■ WRITTEN REQUEST: Count the lines of the material that contain the string "light", treating uppercase and lowercase letters as different, and reply with only that number.

■ PROVIDED DATA:
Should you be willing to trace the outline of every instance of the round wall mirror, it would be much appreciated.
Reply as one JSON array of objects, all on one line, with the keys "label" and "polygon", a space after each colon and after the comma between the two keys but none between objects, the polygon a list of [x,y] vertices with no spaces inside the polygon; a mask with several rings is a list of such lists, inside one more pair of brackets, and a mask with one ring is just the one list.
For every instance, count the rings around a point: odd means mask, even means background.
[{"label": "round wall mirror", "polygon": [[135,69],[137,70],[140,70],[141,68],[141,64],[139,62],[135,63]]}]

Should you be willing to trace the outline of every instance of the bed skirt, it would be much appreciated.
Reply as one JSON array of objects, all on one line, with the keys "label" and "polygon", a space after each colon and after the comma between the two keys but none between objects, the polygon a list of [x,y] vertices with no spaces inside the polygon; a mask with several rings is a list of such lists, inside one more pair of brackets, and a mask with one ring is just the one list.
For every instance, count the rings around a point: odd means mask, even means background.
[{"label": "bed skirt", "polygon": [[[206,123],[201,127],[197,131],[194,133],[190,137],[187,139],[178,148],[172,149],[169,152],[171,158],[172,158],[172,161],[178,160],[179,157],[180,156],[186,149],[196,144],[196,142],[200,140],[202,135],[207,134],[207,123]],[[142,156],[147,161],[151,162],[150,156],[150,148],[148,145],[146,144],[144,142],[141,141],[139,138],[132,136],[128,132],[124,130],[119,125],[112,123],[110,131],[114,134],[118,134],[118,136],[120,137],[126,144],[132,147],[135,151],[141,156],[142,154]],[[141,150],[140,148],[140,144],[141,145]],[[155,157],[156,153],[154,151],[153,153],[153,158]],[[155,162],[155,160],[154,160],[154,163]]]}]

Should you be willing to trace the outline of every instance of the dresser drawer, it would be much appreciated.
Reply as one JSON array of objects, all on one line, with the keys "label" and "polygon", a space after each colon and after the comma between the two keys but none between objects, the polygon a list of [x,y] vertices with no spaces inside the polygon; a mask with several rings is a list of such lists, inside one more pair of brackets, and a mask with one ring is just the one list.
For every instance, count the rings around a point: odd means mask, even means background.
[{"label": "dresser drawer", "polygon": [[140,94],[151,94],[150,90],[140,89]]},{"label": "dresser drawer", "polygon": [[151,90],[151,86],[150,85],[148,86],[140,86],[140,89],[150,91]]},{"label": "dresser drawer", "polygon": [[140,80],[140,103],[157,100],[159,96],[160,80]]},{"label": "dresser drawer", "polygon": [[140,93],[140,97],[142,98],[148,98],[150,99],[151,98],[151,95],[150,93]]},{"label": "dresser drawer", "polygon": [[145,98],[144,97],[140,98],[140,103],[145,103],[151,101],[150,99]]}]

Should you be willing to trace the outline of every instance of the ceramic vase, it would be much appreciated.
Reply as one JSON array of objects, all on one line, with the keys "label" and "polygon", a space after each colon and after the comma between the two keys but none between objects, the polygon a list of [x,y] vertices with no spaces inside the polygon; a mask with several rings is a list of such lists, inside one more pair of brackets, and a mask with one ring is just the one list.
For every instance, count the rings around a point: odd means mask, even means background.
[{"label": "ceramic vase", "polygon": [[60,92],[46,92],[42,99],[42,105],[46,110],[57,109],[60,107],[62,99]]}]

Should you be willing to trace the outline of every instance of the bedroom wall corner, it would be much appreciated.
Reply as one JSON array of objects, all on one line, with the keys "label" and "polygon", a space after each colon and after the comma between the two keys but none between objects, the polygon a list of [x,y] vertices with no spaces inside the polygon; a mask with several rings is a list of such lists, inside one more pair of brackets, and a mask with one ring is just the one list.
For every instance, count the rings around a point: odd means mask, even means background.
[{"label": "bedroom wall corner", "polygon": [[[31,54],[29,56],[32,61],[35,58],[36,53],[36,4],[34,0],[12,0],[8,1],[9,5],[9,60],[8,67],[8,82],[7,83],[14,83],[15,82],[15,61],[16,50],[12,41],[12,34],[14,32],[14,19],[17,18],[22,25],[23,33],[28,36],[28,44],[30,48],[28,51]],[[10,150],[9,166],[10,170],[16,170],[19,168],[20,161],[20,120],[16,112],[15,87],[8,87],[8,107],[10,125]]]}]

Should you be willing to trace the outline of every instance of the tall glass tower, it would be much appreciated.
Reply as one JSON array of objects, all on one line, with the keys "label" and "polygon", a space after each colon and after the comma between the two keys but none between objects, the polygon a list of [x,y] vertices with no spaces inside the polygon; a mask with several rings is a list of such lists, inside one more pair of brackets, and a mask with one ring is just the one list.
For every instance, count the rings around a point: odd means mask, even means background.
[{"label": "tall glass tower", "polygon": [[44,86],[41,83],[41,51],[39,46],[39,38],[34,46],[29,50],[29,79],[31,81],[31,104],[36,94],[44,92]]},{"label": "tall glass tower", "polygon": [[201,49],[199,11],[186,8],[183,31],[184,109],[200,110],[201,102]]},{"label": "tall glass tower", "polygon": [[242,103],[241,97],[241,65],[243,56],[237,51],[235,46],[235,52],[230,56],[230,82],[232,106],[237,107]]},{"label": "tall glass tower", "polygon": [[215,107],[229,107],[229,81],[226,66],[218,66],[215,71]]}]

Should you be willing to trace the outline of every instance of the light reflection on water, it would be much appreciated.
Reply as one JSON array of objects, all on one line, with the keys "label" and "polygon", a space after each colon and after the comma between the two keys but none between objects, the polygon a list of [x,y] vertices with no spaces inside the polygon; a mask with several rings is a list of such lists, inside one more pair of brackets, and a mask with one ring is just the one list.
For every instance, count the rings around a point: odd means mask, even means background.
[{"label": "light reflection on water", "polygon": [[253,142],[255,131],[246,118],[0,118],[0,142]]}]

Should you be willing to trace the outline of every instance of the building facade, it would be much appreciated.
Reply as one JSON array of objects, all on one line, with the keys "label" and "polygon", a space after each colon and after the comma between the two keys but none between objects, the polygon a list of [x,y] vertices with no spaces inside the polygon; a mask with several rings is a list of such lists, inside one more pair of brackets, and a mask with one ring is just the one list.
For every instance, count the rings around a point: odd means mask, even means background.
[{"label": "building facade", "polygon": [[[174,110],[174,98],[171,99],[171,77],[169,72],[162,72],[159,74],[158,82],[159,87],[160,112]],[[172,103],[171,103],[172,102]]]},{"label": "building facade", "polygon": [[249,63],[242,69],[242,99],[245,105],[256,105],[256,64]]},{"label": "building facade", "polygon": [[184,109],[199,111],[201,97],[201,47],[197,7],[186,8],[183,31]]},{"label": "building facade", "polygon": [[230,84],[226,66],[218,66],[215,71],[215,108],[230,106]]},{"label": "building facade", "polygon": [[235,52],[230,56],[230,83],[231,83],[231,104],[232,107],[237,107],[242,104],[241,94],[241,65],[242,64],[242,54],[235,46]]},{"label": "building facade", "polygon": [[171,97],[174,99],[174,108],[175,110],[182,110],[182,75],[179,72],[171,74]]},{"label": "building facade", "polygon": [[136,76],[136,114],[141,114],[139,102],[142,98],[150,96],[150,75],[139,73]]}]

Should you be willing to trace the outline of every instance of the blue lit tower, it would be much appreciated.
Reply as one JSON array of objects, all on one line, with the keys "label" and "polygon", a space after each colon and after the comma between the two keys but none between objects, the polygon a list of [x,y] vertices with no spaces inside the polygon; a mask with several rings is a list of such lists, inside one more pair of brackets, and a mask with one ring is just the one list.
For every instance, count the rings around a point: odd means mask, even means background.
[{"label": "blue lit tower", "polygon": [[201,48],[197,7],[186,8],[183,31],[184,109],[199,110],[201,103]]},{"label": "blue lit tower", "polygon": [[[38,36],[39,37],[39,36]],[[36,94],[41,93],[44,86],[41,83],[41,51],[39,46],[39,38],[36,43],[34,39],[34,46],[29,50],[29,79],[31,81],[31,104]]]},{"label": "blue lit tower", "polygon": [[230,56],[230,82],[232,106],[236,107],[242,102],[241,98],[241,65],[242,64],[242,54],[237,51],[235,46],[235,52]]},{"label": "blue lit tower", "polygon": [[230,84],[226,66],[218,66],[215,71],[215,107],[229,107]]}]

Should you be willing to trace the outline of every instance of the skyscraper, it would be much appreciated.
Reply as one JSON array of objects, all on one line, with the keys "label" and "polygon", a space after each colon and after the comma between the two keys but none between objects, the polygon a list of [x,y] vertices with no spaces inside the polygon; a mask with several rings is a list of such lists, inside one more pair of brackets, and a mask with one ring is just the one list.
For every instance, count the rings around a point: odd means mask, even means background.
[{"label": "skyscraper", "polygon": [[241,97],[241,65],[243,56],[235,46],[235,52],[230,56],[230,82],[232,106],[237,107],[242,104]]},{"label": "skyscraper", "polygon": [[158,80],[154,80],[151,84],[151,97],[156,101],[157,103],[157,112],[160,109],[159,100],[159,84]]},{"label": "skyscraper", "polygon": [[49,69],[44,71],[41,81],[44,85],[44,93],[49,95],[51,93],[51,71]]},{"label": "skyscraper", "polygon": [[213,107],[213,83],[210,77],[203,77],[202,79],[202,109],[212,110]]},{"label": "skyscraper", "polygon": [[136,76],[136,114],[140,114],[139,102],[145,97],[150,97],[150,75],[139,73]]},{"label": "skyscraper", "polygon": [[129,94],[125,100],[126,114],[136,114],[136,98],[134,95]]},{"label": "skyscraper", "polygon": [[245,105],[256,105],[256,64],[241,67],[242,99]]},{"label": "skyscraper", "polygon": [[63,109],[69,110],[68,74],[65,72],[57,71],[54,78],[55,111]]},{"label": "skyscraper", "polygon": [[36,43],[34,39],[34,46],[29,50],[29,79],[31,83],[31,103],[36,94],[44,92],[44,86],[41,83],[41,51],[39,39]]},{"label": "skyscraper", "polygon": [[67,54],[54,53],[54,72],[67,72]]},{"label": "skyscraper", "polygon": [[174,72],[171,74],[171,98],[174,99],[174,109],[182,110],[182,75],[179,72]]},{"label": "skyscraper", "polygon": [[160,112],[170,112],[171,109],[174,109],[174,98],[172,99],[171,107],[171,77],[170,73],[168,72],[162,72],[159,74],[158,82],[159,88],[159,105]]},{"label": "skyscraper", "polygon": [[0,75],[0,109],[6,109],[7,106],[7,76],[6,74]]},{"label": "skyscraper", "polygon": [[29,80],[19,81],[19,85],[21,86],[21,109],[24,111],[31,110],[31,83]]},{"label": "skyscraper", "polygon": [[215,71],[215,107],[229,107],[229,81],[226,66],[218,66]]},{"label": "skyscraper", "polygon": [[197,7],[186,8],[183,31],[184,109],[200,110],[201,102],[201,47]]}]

■ RESULT FOR THIS TASK: 2